Task inputs:

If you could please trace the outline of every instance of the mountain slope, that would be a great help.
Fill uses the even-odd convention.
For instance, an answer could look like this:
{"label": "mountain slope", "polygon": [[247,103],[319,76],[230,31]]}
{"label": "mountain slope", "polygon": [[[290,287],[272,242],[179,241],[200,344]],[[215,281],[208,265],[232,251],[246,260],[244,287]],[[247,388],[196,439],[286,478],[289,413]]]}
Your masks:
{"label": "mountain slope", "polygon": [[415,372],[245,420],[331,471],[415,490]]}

Your goal: Update the records by replacing "outline" with "boundary" and leave every other part untouched.

Solution to the exercise:
If you could please trace the boundary of every instance of the mountain slope, that would be a great help.
Fill uses the even-odd convention.
For instance, an answer could look like this:
{"label": "mountain slope", "polygon": [[247,103],[319,76],[230,31]]}
{"label": "mountain slope", "polygon": [[[290,287],[272,242],[179,241],[200,344]],[[215,281],[208,265],[232,251],[246,260],[244,287]],[[247,388],[196,439],[286,478],[289,413]]]}
Your masks:
{"label": "mountain slope", "polygon": [[415,372],[245,420],[331,471],[415,490]]}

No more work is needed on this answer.